Problems to solve:
a: In the healthcare reform text below, to what date was compliance with the large-employer requirement delayed?
b: List every organization, publication, and article title named in the healthcare reform text below.
c: Pick up the healthcare reform text below after its final sentence and keep writing.

Document excerpt:
::::

When it comes to healthcare reform, for many employers the magic number is 50.
Employers with 50 or more full-time workers are classified by the government as a “large employer” and will be required to provide healthcare coverage that meets government standards to employees. However, if you’re an employer near or over that threshold you were granted a reprieve by the U.S. Department of Treasury – complying with the requirement was delayed one year from Jan. 1, 2014 to Jan. 1, 2015.
Regardless of when the law will take effect, the looming regulations are shining the spotlight on independent contractors, and the role they play in businesses and organizations. Because independent contractors do not qualify as employees, some businesses are considering various steps to increase use of their services, or redefine current employee’s status to avoid the requirements of a large employer.
A Wall Street Journal article, A Health Scare for Small Businesses, provides a good overview of the challenges and concerns that are motivating some employers to consider increasing their use of independent contractors or taking other steps to ensure they comply with the requirements.

::::

Information supplied:

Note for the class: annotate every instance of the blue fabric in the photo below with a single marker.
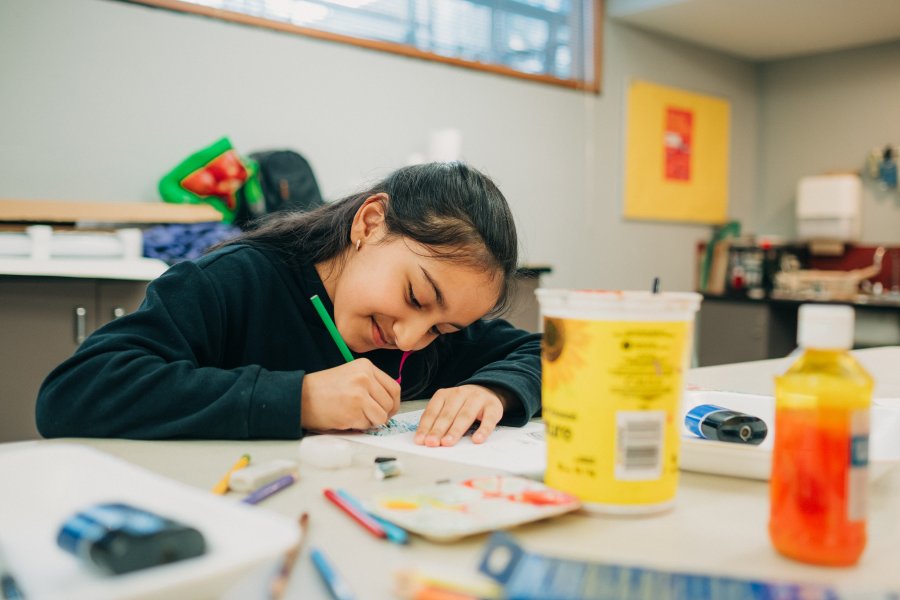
(175, 242)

::::

Exercise results:
a: Jan. 1, 2015

b: U.S. Department of Treasury; Wall Street Journal; A Health Scare for Small Businesses

c:
Yet businesses need to walk a fine line when it comes to how they define and classify employees. Experts and analysts have been weighing in with advice for businesses that could be affected by the new rules. For instance, a June 2013 article posted by the Associated General Contractors of America warned that employers should use “extreme caution” before attempting to manipulate its number of employees by reclassifying them as independent contractors.
“The penalties for improperly classifying workers could substantially outweigh the benefits of a tax credit or the penalties under the ACA,” the article states.
Meanwhile, in an article that provides an overview of upcoming changes, employment lawyer Nancy E. Joerg emphasizes that, “Simply slapping a label on a worker as an independent contractor is not sufficient proof of independent contractor status.”
Joerg recommends that employers take the time to gain a full understanding of what defines an independent contractor as opposed to a full or part time employee. Specifically, employers can look for guidance by reviewing the IRS definition of independent contractor as well as the 20-factor common law test that the IRS uses (also called the control and direction test) to determine independent contractor status.
Savvy employers should not view the delayed deadline as an opportunity to procrastinate, according to Entreprenuer.com. The extra year should provide proactive employers the opportunity to assess their staffing and determine how employees are classified heading into 2015.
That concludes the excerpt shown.